(Point localization data)
+--

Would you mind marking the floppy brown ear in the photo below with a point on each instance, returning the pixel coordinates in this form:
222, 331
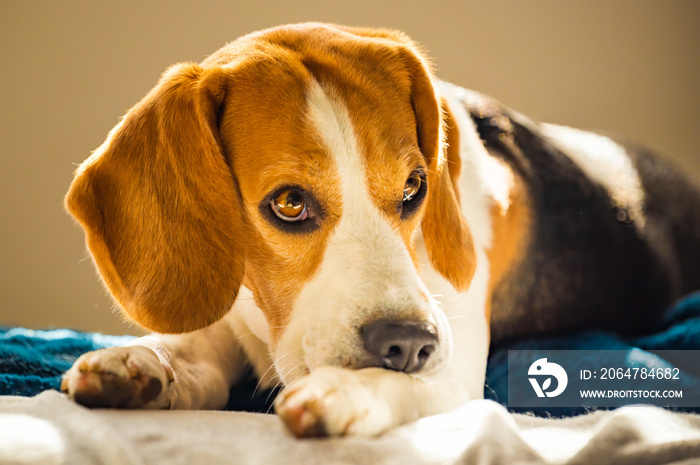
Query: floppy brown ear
447, 236
160, 207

+--

▸ **WHAT IS REQUIRED**
Transcribe every entry exactly, omitting pictures.

▸ **RESPONSE TO THE EXERCISE**
Would you mind marking the floppy brown ear in the photo below with a point on each instance, returning the pixel coordinates in this form:
222, 331
Query: floppy brown ear
447, 236
160, 207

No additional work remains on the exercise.